- Task goal -
Starting with the line that contains "Trace the outline of every instance of the shelf", write out each line through the end of the listing, unchanged. Output nothing else.

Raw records
──────────
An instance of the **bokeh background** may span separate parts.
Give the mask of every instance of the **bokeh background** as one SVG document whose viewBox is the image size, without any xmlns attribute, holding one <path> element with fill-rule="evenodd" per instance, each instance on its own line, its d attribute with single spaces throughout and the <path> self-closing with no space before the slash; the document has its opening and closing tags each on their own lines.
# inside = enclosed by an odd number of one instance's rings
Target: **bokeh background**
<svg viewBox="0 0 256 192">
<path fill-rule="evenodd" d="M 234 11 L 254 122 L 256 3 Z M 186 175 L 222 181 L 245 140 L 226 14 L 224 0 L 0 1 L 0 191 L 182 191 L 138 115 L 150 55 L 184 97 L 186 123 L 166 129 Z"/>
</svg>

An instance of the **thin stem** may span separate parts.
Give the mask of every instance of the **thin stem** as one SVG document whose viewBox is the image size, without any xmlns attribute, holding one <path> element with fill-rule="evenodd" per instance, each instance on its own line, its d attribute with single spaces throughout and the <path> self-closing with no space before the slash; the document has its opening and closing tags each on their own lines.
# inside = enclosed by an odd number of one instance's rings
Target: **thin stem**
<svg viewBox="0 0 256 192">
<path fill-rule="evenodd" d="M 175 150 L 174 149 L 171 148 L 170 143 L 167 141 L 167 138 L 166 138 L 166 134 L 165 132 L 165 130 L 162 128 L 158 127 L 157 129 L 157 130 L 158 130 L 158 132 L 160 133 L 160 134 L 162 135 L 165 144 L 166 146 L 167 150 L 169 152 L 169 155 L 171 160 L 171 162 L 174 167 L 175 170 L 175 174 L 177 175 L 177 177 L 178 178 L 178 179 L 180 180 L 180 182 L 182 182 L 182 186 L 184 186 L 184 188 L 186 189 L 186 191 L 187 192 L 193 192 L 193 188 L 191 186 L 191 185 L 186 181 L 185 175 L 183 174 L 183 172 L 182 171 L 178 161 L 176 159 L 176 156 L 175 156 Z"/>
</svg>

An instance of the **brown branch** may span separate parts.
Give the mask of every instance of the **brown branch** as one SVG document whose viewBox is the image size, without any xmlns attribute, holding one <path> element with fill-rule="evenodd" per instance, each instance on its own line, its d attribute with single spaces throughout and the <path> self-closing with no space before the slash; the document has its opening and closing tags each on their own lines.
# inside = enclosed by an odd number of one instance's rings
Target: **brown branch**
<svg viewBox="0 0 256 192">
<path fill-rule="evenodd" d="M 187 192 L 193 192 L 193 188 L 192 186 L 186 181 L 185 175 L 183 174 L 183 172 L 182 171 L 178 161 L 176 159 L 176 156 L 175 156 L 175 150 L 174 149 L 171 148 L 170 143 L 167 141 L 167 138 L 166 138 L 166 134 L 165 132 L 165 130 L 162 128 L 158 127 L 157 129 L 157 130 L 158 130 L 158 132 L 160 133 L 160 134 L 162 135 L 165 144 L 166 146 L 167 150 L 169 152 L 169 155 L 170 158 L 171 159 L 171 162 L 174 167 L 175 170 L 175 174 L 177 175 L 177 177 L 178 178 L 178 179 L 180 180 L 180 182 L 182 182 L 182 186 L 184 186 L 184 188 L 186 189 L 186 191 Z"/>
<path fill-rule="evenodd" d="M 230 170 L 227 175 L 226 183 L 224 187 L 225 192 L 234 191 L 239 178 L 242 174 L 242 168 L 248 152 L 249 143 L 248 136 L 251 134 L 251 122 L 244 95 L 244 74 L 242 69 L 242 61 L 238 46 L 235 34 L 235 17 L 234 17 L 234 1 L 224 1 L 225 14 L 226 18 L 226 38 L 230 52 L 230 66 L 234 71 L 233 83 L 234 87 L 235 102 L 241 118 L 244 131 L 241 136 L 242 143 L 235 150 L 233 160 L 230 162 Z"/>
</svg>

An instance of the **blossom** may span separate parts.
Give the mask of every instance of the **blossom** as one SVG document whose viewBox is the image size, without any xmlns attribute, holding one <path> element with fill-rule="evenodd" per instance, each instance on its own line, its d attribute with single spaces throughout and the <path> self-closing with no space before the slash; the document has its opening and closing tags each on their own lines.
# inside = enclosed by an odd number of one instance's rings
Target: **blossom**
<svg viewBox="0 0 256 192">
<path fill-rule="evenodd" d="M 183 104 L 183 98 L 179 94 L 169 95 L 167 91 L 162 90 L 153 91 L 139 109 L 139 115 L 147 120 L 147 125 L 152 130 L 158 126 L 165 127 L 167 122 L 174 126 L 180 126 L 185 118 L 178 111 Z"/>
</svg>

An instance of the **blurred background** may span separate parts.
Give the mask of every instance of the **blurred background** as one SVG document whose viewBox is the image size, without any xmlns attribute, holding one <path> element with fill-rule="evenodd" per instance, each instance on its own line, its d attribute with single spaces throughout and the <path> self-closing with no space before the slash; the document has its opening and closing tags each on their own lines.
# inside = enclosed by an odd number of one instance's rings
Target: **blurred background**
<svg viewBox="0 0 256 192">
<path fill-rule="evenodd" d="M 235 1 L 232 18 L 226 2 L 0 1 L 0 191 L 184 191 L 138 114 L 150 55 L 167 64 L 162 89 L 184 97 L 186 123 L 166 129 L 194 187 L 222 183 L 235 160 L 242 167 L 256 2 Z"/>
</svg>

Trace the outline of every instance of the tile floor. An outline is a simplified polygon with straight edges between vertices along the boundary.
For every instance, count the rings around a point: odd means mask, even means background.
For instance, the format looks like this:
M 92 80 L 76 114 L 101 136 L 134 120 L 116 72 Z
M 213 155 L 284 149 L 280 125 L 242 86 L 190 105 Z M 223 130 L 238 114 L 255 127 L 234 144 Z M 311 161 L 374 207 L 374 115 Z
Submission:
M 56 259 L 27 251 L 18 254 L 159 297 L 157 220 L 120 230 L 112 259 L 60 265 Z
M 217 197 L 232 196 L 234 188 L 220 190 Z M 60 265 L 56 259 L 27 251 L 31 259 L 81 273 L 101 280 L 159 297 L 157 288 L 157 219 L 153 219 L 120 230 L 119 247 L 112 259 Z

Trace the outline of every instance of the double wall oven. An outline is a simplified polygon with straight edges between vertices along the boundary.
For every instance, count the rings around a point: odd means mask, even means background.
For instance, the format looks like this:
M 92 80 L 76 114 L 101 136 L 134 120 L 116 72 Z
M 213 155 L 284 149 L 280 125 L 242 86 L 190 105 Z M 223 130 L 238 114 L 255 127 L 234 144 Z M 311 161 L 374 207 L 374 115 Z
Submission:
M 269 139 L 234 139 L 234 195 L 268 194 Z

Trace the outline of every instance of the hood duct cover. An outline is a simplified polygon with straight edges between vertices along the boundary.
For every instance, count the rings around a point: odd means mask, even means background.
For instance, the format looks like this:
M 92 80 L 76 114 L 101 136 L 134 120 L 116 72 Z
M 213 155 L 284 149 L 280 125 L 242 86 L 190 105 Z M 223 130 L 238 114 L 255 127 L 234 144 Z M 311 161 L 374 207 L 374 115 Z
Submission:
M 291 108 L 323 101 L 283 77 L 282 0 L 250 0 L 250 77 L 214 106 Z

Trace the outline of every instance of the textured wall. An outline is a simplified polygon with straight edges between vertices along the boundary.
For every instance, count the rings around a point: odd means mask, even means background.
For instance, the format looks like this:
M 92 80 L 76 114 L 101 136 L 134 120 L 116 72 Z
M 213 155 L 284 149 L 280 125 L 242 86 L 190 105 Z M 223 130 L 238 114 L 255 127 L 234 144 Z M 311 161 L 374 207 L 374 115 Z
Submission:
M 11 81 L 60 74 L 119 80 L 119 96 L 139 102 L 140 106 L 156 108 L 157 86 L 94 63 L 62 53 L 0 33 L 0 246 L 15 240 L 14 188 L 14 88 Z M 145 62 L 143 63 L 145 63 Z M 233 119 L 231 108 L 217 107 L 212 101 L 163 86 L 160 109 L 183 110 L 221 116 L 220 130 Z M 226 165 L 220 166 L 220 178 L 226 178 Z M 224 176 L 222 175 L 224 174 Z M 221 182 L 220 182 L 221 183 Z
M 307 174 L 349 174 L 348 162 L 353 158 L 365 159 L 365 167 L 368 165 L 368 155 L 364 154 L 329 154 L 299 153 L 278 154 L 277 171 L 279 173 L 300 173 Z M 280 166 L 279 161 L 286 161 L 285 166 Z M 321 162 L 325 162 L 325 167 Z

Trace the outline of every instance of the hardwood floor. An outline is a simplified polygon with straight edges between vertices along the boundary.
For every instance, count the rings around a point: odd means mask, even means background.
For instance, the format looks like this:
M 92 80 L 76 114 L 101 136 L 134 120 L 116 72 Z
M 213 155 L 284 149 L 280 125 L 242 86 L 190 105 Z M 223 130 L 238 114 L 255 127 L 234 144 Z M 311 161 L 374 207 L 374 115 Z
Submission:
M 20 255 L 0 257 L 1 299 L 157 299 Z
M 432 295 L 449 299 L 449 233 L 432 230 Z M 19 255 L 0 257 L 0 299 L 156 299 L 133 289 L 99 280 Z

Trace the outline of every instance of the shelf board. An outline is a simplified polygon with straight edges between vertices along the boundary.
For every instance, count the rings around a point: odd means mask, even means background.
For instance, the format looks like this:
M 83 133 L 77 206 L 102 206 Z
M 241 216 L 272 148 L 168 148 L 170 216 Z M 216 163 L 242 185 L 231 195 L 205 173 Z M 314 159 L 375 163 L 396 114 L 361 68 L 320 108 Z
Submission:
──────────
- Solution to this exercise -
Trace the outline of every instance of the shelf board. An outline is a simplified polygon with straight edges between vertices along the boundary.
For every instance, count the rings around a point: odd means mask, even means background.
For instance, the format looks like this:
M 83 133 L 77 206 L 102 206 Z
M 241 216 L 272 148 L 168 148 L 170 216 Z M 216 163 L 242 185 L 231 195 L 205 173 Z M 314 159 L 375 163 L 396 114 L 361 68 L 320 108 Z
Submission:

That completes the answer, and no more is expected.